[Collected data]:
--------------------

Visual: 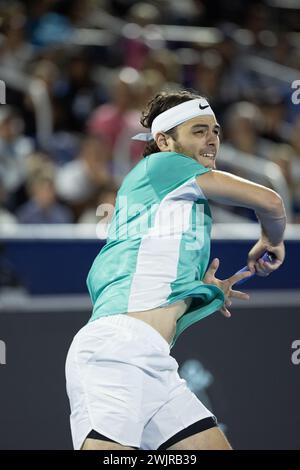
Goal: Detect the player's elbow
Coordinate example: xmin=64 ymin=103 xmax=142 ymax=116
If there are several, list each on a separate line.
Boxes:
xmin=262 ymin=189 xmax=284 ymax=216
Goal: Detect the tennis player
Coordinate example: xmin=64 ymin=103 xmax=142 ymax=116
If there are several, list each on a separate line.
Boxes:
xmin=66 ymin=91 xmax=286 ymax=450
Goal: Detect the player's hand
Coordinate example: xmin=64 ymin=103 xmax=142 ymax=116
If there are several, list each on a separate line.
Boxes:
xmin=247 ymin=236 xmax=285 ymax=277
xmin=203 ymin=258 xmax=251 ymax=318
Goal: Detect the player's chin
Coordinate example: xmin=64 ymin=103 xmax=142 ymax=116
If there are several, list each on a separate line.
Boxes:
xmin=203 ymin=160 xmax=216 ymax=170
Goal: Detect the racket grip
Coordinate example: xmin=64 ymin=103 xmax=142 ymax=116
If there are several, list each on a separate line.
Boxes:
xmin=235 ymin=251 xmax=275 ymax=286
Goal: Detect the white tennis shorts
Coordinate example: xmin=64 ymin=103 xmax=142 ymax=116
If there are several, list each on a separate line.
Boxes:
xmin=66 ymin=314 xmax=215 ymax=450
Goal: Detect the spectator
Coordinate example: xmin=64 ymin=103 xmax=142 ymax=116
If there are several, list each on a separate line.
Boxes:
xmin=17 ymin=173 xmax=72 ymax=224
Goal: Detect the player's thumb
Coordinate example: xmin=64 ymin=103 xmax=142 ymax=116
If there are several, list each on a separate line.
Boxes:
xmin=208 ymin=258 xmax=220 ymax=275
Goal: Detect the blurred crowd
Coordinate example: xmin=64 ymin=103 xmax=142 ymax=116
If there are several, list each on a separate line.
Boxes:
xmin=0 ymin=0 xmax=300 ymax=226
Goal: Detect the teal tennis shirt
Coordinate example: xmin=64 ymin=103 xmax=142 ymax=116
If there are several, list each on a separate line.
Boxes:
xmin=87 ymin=152 xmax=224 ymax=348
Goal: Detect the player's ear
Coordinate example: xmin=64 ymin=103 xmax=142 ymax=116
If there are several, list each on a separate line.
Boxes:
xmin=155 ymin=132 xmax=170 ymax=152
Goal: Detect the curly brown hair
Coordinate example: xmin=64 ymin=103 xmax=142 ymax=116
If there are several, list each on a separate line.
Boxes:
xmin=140 ymin=90 xmax=203 ymax=157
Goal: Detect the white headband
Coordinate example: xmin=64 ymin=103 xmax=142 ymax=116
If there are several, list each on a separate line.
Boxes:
xmin=132 ymin=98 xmax=215 ymax=141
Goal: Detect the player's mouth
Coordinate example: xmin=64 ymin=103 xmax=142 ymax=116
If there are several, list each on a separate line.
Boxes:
xmin=200 ymin=152 xmax=216 ymax=161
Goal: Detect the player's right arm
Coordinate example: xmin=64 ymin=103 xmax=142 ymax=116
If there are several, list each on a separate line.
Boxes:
xmin=196 ymin=170 xmax=286 ymax=276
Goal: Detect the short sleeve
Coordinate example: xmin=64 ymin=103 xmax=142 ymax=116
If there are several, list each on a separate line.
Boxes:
xmin=147 ymin=152 xmax=211 ymax=199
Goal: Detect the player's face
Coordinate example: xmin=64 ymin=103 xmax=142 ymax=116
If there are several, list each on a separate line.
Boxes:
xmin=168 ymin=116 xmax=220 ymax=168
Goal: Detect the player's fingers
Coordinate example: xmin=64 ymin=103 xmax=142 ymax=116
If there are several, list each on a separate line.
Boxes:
xmin=255 ymin=259 xmax=271 ymax=277
xmin=229 ymin=289 xmax=250 ymax=300
xmin=247 ymin=260 xmax=255 ymax=274
xmin=205 ymin=258 xmax=220 ymax=276
xmin=227 ymin=271 xmax=252 ymax=286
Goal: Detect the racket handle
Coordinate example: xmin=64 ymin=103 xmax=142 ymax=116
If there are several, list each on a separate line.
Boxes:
xmin=235 ymin=251 xmax=276 ymax=286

--------------------

[Instructions for the task]:
Can you rewrite every line of the records above as a numbered list, with blank lines dropped and the pictures left out?

[Response to the task]:
1. Visual: 
2. Goal: Detect the player's elbow
3. Coordinate example: xmin=64 ymin=103 xmax=142 ymax=116
4. If there are several, list each on a separate line.
5. Boxes:
6. xmin=262 ymin=189 xmax=284 ymax=216
7. Goal: Detect the tennis player
8. Coordinate example: xmin=64 ymin=103 xmax=142 ymax=116
9. If there are several, list each on a separate line.
10. Boxes:
11. xmin=66 ymin=91 xmax=286 ymax=450
12. Goal: Detect the player's hand
13. Coordinate example: xmin=64 ymin=103 xmax=142 ymax=116
14. If there are several, list each on a separate line.
15. Boxes:
16. xmin=247 ymin=236 xmax=285 ymax=277
17. xmin=203 ymin=258 xmax=251 ymax=318
18. Goal: Detect the player's chin
19. Coordinate example: xmin=64 ymin=103 xmax=142 ymax=116
20. If there are several, list each on a separate line.
21. Boxes:
22. xmin=203 ymin=160 xmax=216 ymax=170
23. Goal: Detect the racket grip
24. Coordinate example: xmin=64 ymin=103 xmax=142 ymax=116
25. If there are several, list each on a separate line.
26. Boxes:
27. xmin=235 ymin=251 xmax=275 ymax=286
28. Goal: Detect the white tennis shorts
29. Coordinate example: xmin=64 ymin=103 xmax=142 ymax=116
30. If there are several, list each on a separate line.
31. Boxes:
32. xmin=66 ymin=314 xmax=215 ymax=450
33. Goal: Detect the spectator
34. Coordinate example: xmin=64 ymin=103 xmax=142 ymax=116
35. If there are several, list each on a separate line.
36. Boxes:
37. xmin=17 ymin=173 xmax=72 ymax=224
38. Goal: Detect the player's thumb
39. Coordinate example: xmin=64 ymin=103 xmax=142 ymax=116
40. If there are several, list each on a separate line.
41. Boxes:
42. xmin=208 ymin=258 xmax=220 ymax=275
43. Goal: Detect the blurred crowd
44. Coordinate example: xmin=64 ymin=103 xmax=142 ymax=116
45. If there are several, list each on a separate line.
46. Boxes:
47. xmin=0 ymin=0 xmax=300 ymax=226
48. Goal: Detect the teal tennis shirt
49. Coordinate example: xmin=64 ymin=103 xmax=142 ymax=116
50. If there are several, list each on a separate line.
51. Boxes:
52. xmin=87 ymin=152 xmax=224 ymax=348
53. Goal: Detect the player's ear
54. Coordinate example: xmin=64 ymin=103 xmax=142 ymax=116
55. If there are several, list each on a separate line.
56. Boxes:
57. xmin=155 ymin=132 xmax=170 ymax=152
58. Goal: Detect the curly brown hair
59. Coordinate example: xmin=64 ymin=103 xmax=142 ymax=116
60. If there are several, list each on a separate line.
61. Boxes:
62. xmin=140 ymin=90 xmax=203 ymax=157
63. Goal: Detect the white headband
64. Coordinate example: xmin=64 ymin=103 xmax=142 ymax=116
65. If there are several, list each on a separate line.
66. Boxes:
67. xmin=132 ymin=98 xmax=215 ymax=141
68. Goal: Detect the player's mouth
69. Coordinate example: xmin=64 ymin=103 xmax=142 ymax=116
70. If there are several, list each on a separate line.
71. Boxes:
72. xmin=200 ymin=152 xmax=216 ymax=161
73. Goal: Detect the player's right arm
74. Coordinate example: xmin=64 ymin=103 xmax=142 ymax=116
75. If there are several, list each on a separate line.
76. Boxes:
77. xmin=196 ymin=170 xmax=286 ymax=276
78. Goal: Detect the short sleeve
79. Coordinate example: xmin=64 ymin=103 xmax=142 ymax=116
80. If there are several, list each on a separate line.
81. Boxes:
82. xmin=147 ymin=152 xmax=211 ymax=199
83. Goal: Detect the player's face
84. Coordinate example: xmin=64 ymin=103 xmax=142 ymax=116
85. If there are several, list each on a separate line.
86. Boxes:
87. xmin=168 ymin=116 xmax=220 ymax=168
88. Goal: Detect the player's fingers
89. Coordinate example: xmin=64 ymin=103 xmax=142 ymax=116
90. If there are several, list each on a separate line.
91. Boxes:
92. xmin=255 ymin=259 xmax=271 ymax=277
93. xmin=229 ymin=289 xmax=250 ymax=300
94. xmin=247 ymin=260 xmax=255 ymax=274
95. xmin=205 ymin=258 xmax=220 ymax=276
96. xmin=227 ymin=271 xmax=252 ymax=286
97. Goal: Detect the racket handle
98. Coordinate example: xmin=64 ymin=103 xmax=142 ymax=116
99. If there are several, list each on a separate line.
100. Boxes:
101. xmin=235 ymin=251 xmax=276 ymax=286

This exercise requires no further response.